SEITENTEXT:
##############################

2) Umgang mit Arrays: Schreibe ein Programm, dass als Parameter mehrere Zahlen bekommt
(Aufrufen tut man es dann zB so: java MeinProgramm 23 1 12 93 18 5)

Das Programm soll folgendes auf dem Bildschirm ausgeben (Bsp):



> Die übergebene Liste von Zahlen war: 23 1 12 93 18 5
> Die Liste sortiert: 1 5 12 18 23 93
> Der kleinste Wert in der Liste: 1
> Der grösste Wert in der Liste: 93
> Der Durschnitt aller Zahlen in der Liste: 25.33



3) Umgang mit IO-Streams: Schreibe ein Programm, dass sich eine Zahl zwischen 1 und 10 ausdenkt. Der Benutzer
kann dann eine Zahl eingeben, und das Programm soll zurückgeben ob die Zahl korrekt erraten wurde.
Man hat 3 Versuche zum Erraten

Und wenn du das alles gemacht hast, noch etwas schweres:

4) GUI: Schreibe ein Programm, dass ein 10*10 Feld in einem Fenster anzeigt.
Die Felder sollen jeweils anklickbare JButtons sein. Das Programm versteckt einen Schatz
auf einem Feld, dann kann der User auf einzelne Felder klicken. Beim Klick auf ein Feld färbt sich dieses Feld
in einer Farbe: Blau, wenn der Schatz weiter als 3 Felder von dem geklickten Feld entfernt ist, rot wenn der
Schatz in der Nähe ist (<3 Felder Abstand), und Grün wenn der Schatz gefunden wurde.

Ich kann dir gern noch tausend weitere Bsp und Anregungen geben, wenn du willst 
Und wenn davon etwas zu schwer ist, nicht verzweifeln. Du kannst dich ja melden wenn du irgendwo nicht weiterkommst.


----------



## Guest (30. Dez 2008)

Was benutzt Du denn für eine Programmierumgebung?? Ich nutze Eclipse 3.3.

Mich würde auch interessieren, wie lange Du dich schon mit Java beschäftigst.

Was Frustration angeht...da wirst Du noch oft so :shock:  vor deinem Monitor sitzen
oder auch so :autsch: . Aber wichtig ist :###  und nochmals  :### .

##############################

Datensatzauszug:
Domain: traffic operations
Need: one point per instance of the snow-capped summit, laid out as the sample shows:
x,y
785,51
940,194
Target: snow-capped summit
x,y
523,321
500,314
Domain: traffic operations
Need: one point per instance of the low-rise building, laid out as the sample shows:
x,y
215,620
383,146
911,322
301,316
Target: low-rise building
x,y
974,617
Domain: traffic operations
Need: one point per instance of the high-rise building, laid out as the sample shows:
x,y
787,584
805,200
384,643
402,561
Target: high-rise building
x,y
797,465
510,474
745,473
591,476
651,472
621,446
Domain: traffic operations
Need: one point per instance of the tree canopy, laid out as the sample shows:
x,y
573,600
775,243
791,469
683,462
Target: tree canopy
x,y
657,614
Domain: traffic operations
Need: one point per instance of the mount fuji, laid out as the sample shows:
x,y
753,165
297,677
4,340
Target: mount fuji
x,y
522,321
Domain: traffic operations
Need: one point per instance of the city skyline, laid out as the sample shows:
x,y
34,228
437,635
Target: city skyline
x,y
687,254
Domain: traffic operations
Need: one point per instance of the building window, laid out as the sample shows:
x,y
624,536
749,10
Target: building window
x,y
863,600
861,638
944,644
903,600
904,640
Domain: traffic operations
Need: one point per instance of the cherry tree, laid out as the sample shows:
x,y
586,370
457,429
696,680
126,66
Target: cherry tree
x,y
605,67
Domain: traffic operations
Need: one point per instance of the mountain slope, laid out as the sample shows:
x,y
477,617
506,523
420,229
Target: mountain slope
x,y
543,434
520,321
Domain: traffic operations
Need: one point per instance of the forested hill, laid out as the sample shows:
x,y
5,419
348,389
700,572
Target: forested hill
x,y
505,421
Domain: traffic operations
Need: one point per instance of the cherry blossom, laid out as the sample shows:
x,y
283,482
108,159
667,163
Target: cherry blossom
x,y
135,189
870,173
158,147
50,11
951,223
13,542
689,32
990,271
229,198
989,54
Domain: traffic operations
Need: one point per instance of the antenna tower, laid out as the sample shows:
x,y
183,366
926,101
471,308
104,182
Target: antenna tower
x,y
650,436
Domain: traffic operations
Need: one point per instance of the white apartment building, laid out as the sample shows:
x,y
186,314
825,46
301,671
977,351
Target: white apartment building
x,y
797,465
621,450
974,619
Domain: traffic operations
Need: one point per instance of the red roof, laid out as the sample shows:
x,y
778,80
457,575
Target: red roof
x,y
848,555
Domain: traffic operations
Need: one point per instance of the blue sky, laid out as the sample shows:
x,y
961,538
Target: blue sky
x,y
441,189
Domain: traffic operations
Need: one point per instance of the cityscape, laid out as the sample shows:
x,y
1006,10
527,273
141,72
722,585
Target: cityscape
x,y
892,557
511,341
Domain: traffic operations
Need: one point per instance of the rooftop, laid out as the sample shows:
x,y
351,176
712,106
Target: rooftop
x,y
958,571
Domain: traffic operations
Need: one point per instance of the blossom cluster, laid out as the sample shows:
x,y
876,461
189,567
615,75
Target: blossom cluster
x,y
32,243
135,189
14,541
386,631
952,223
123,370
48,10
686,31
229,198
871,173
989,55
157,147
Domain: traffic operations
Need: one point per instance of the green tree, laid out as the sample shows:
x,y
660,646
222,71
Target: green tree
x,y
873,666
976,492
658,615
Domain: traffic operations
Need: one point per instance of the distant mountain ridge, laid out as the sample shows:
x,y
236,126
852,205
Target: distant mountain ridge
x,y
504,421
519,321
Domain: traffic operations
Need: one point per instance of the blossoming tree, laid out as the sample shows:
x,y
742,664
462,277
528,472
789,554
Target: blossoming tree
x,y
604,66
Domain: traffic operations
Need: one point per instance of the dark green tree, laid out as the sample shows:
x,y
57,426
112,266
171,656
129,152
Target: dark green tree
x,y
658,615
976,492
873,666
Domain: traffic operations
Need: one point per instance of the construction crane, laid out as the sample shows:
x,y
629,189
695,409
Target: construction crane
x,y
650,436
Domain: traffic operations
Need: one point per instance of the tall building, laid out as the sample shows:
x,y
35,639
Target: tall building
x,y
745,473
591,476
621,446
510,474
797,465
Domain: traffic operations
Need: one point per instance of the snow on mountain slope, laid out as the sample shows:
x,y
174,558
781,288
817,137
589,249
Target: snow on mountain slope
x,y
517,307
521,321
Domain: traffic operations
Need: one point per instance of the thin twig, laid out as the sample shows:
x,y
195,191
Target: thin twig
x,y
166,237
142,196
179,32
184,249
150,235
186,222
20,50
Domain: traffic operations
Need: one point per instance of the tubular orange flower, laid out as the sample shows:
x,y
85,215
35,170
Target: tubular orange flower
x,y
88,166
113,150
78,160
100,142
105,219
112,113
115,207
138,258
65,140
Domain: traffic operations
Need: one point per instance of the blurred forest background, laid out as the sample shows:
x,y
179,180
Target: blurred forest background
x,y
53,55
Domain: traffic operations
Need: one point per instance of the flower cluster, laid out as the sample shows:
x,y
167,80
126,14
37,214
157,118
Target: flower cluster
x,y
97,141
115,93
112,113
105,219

##############################

AUFGABEN:
**A.** Kannst du den Text mit den Java-Übungen zwischen "Die Felder sollen" und "(30. Dez 2008)", beide eingeschlossen, noch einmal wiedergeben und dabei "Schatz" gegen "Preis" tauschen?
**B.** Kannst du den Text mit den Java-Übungen nach seinem letzten Satz um den nächsten Abschnitt weiterschreiben?

SCHRIFTLICHE ANTWORTEN:
**A.**
Die Felder sollen jeweils anklickbare JButtons sein. Das Programm versteckt einen Preis
auf einem Feld, dann kann der User auf einzelne Felder klicken. Beim Klick auf ein Feld färbt sich dieses Feld
in einer Farbe: Blau, wenn der Preis weiter als 3 Felder von dem geklickten Feld entfernt ist, rot wenn der
Preis in der Nähe ist (<3 Felder Abstand), und Grün wenn der Preis gefunden wurde.

Ich kann dir gern noch tausend weitere Bsp und Anregungen geben, wenn du willst 
Und wenn davon etwas zu schwer ist, nicht verzweifeln. Du kannst dich ja melden wenn du irgendwo nicht weiterkommst.


----------



## Guest (30. Dez 2008)

**B.**
Wenn Du mit swing angefangen hast, wirst Du sehr viel und sehr lange damit beschäftig sein.

Gruß chris


----------



## TrioxX (30. Dez 2008)

> wenn du schon die Programme aus den Büchern tippst, dann versuch doch mal diese selbst
> umzugestalten oder nur einzelne Programmausschnitte anders gestalten.



Das ist ein guter Tip, den es in jeder Programmiersprache zu beachten gilt. Siehe PHP (in meinem Falle). Oder auch HTML (auch wenn es keine Programmiersprache ist, aber man lernt zu verstehen...).

Ich sage es immer so: Mache aus einer 1 eine 2 und siehe, was passiert. So habe ich mir über mehrere Jahre das beigebracht, was ich kann. Auch wenn JAVA nicht dazu gehört  Aber es ist wirklich so. Learning-by-doing. Nur so lernst du zu verstehen, was du da überhaupt machst und was etwas wie auslöst.


----------



## ARadauer (31. Dez 2008)

ich bin der meinung, dass man wirklich mal ein kleines projekt braucht... wie willst du über beispiele aus büchern hingweg kommen? wie meinst du das?
probier einfach was anderes, schreib eine adressverwaltung, pacman, schiffchen versenken... da werden dann konkret probleme auftauchen und durch das lösen solcher probleme wird man dann immer besser...


----------



## Marc_82 (31. Dez 2008)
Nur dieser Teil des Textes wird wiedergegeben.